» WHAT IS REQUIRED: Every entry must be duplicated word for word.

» RECORDS PROVIDED:
..........

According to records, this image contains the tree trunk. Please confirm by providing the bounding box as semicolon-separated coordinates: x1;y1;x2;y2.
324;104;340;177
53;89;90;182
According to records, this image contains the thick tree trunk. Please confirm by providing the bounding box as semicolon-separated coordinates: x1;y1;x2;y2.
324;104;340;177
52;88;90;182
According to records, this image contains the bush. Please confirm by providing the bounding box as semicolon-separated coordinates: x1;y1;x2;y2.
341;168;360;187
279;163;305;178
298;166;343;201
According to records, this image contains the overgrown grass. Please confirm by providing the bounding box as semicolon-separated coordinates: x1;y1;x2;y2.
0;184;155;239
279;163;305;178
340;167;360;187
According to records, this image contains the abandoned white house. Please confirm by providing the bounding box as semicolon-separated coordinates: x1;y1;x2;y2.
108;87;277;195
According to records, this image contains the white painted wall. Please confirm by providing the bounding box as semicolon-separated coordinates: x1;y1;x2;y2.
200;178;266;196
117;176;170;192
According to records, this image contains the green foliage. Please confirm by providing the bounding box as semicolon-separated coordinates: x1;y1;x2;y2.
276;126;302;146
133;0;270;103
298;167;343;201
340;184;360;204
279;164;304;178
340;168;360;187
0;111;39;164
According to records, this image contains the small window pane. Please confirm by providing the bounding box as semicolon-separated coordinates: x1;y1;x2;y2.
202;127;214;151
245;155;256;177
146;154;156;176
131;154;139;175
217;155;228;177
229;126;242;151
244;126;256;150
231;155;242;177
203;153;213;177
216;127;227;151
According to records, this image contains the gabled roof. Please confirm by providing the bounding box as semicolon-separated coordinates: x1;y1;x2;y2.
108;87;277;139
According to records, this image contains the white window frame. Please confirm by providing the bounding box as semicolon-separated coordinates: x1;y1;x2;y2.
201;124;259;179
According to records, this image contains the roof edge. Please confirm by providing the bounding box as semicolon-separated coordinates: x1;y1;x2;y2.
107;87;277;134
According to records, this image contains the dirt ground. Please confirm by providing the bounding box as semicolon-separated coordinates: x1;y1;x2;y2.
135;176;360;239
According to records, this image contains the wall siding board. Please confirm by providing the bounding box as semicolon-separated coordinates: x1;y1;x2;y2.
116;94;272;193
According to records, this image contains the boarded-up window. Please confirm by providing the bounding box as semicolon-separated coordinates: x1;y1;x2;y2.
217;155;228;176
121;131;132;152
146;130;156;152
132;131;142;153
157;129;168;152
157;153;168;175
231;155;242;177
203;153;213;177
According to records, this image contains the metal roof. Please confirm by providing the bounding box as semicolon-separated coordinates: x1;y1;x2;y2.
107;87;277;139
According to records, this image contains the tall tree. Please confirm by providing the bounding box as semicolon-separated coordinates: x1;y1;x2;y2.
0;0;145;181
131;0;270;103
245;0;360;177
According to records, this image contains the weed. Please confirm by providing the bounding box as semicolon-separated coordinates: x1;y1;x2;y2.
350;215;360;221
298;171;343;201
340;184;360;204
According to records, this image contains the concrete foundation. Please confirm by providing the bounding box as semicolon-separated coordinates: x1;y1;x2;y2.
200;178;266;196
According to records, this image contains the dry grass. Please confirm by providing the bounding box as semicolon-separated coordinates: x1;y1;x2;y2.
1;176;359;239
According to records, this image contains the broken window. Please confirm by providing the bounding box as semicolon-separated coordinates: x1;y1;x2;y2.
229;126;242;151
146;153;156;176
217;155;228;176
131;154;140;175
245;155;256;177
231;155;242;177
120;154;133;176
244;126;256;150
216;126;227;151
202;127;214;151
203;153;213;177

..........

» WRITTEN REPLY:
According to records, this image contains the tree trunk. Please confirm by providing the bounding box as semicolon-separated coordinates: x1;y1;x2;y2.
324;104;340;177
53;89;90;182
According to records, this image contains the thick tree trunk. Please confirm by providing the bounding box as semicolon-separated coordinates: x1;y1;x2;y2.
324;104;340;177
52;88;90;182
According to records, this image contains the bush. Please confirm by providing the bounding box as semicolon-separated coordinates: x1;y1;x2;y2.
341;168;360;187
279;163;305;178
298;166;343;201
According to records, this image contains the overgrown grass. Please confirm by providing the bounding box as semicolon-separated coordinates: x1;y1;x2;y2.
0;184;155;239
279;163;305;178
340;167;360;187
According to records, this image contains the abandoned white house. Please confirm by providing the bounding box as semicolon-separated coordinates: x1;y1;x2;y2.
108;87;277;195
According to records, this image contains the white painted wall. Please confirm by providing the bounding box as semicolon-separated coordinates: x1;y1;x2;y2.
200;178;266;196
117;176;170;192
According to records, this image contains the green foliage. Please confirm by providing the bounding box as semicolon-separated coordinates: x1;y1;x2;y2.
276;126;302;146
133;0;270;103
298;167;343;201
340;184;360;204
279;164;304;178
340;168;360;187
0;111;39;164
According to records, this image contains the small window pane. Please confirm by providing the bounding box as semicolon-separated coordinates: x1;y1;x2;y2.
202;127;214;151
245;155;256;177
146;154;156;176
131;154;139;175
217;155;228;177
229;126;242;151
244;126;256;150
231;155;242;177
203;153;213;177
216;127;227;151
According to records, this image contains the gabled roof. Please confirm by providing the bounding box as semicolon-separated coordinates: x1;y1;x2;y2.
108;87;277;139
According to records, this image contains the white window frame. Please confirm by providing the bounding box as semicolon-separated coordinates: x1;y1;x2;y2.
201;124;259;179
According to records, this image contains the roof edge. Please confirm by providing the bounding box as semicolon-separated coordinates: x1;y1;x2;y2.
107;87;277;134
According to records, this image contains the dirt ground. Please confirm by providing the bounding box as semicolon-separated coordinates: x1;y1;x2;y2.
135;176;360;239
According to records, this image contains the wall siding board. Please confirm by providing the bounding box as semicolon-separated coordinates: x1;y1;x2;y2.
116;94;272;193
According to records, this image contains the boarded-up window. Please confirm by providing the bounding box as semicolon-separated coordinates: x1;y1;x2;y2.
217;155;228;176
121;131;132;152
146;130;156;152
132;131;142;153
157;129;168;152
157;153;168;175
231;155;242;177
203;153;213;177
According to records, this image contains the metal roof. Please confirm by providing the bounding box as semicolon-separated coordinates: x1;y1;x2;y2.
107;87;277;139
According to records, this image contains the tall tree. Please confirm by providing the bounding box as semicolon-separated coordinates: x1;y1;x2;y2.
0;0;145;181
131;0;270;103
245;0;360;177
According to records, this image contains the weed. Please confirm by providing the bounding box as semicolon-separated coordinates: x1;y1;x2;y2.
350;215;360;221
298;171;343;201
340;184;360;204
According to records, this image contains the concrete foundation. Please confirm by providing the bounding box as semicolon-separated coordinates: x1;y1;x2;y2.
200;178;266;196
According to records, this image contains the dry grass. Please confirm by providing the bounding box as semicolon-separated coordinates: x1;y1;x2;y2.
1;176;359;239
According to records, this image contains the broken window. Please confirm by providing the bounding box as semicolon-separated coordinates: x1;y1;x2;y2.
229;126;242;151
146;153;156;176
217;155;228;176
131;154;140;175
245;155;256;177
231;155;242;177
120;154;133;176
244;126;256;150
216;126;227;151
202;127;214;151
203;153;213;177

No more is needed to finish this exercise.